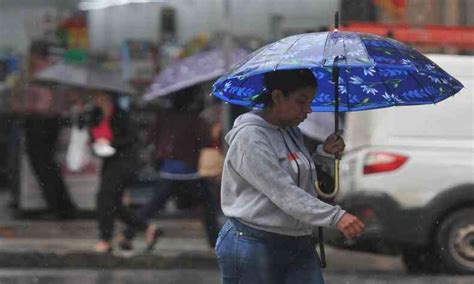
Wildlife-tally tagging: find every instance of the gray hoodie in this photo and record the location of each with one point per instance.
(268, 179)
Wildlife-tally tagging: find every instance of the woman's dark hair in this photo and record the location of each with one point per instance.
(286, 81)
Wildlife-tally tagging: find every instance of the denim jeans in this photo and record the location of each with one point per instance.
(247, 255)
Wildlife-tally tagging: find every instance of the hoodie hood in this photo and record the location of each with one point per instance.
(247, 119)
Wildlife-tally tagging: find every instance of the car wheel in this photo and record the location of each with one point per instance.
(420, 260)
(455, 242)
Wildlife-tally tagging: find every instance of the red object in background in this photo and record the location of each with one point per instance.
(441, 36)
(103, 130)
(379, 162)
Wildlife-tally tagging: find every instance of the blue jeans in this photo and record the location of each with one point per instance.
(247, 255)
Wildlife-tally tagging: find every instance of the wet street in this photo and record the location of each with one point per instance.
(205, 276)
(89, 276)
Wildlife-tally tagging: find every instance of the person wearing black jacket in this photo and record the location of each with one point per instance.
(111, 124)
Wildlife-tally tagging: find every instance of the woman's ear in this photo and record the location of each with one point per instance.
(277, 97)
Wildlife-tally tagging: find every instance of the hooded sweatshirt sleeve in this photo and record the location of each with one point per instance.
(255, 160)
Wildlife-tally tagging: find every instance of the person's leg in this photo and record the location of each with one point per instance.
(66, 207)
(160, 195)
(124, 176)
(41, 138)
(305, 267)
(247, 259)
(39, 153)
(208, 201)
(107, 199)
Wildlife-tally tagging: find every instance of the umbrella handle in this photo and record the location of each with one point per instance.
(336, 183)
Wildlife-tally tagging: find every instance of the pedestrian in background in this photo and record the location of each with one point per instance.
(179, 135)
(268, 189)
(114, 140)
(40, 111)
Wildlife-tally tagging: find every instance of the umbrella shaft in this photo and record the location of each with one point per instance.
(335, 79)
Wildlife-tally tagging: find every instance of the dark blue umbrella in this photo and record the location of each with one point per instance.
(197, 68)
(355, 71)
(374, 72)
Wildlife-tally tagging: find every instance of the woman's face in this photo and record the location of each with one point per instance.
(292, 109)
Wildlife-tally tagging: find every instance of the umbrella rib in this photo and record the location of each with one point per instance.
(418, 82)
(347, 91)
(288, 49)
(391, 102)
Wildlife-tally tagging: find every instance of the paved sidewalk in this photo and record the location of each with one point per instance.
(70, 244)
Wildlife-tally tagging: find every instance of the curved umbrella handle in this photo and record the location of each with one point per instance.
(336, 183)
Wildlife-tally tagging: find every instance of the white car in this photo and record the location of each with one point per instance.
(408, 172)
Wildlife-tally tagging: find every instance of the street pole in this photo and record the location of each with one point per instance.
(227, 46)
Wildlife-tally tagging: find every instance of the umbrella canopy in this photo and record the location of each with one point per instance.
(198, 68)
(374, 72)
(84, 76)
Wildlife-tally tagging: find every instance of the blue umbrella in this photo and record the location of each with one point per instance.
(355, 71)
(374, 72)
(200, 67)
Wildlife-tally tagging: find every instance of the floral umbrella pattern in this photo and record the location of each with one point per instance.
(375, 72)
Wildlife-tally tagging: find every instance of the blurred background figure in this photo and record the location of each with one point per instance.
(115, 136)
(40, 111)
(179, 135)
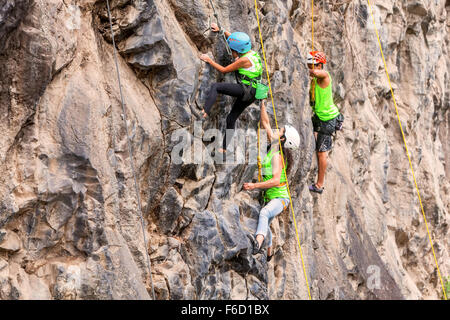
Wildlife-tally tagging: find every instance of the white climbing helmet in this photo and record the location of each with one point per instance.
(292, 137)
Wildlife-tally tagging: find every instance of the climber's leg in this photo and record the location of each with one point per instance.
(322, 161)
(267, 214)
(230, 89)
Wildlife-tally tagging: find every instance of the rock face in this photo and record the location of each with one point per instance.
(69, 224)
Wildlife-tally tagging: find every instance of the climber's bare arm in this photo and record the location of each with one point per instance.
(242, 62)
(276, 176)
(265, 122)
(215, 28)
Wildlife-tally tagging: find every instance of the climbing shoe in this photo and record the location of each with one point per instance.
(313, 188)
(256, 248)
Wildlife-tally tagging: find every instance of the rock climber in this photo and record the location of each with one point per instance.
(326, 114)
(276, 194)
(249, 67)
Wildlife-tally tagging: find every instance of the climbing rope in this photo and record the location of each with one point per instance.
(130, 151)
(259, 153)
(406, 149)
(281, 149)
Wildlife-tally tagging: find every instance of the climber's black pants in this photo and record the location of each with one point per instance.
(234, 90)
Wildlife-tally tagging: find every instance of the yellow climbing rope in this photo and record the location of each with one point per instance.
(259, 153)
(406, 148)
(281, 149)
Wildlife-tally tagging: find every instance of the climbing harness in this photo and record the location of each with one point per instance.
(130, 150)
(406, 149)
(281, 149)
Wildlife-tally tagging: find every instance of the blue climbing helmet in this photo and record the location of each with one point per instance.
(240, 42)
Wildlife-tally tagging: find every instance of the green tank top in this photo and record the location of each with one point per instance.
(275, 192)
(325, 108)
(255, 70)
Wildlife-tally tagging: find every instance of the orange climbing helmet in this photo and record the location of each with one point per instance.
(316, 57)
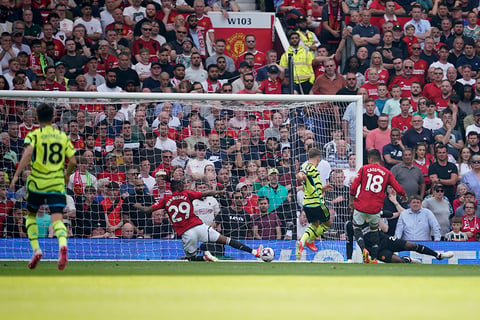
--------------------------------------------------
### Brief
Starting at the line that contains "Wildlife-tally tagging: find every instance of the green" and ending at the last of the lines above, reproduce each line with 95 added to every point coordinate in the answers, leaving the pictures out.

### Solution to the problem
Wildlife-tally tagging: find every instance of the green tank top in this photo and record the location of each with one point per instance.
(370, 287)
(420, 203)
(350, 165)
Wildlife-tally tagging: find every instance of the orange climbing helmet in this photo and record the location of each with one point per instance.
(411, 152)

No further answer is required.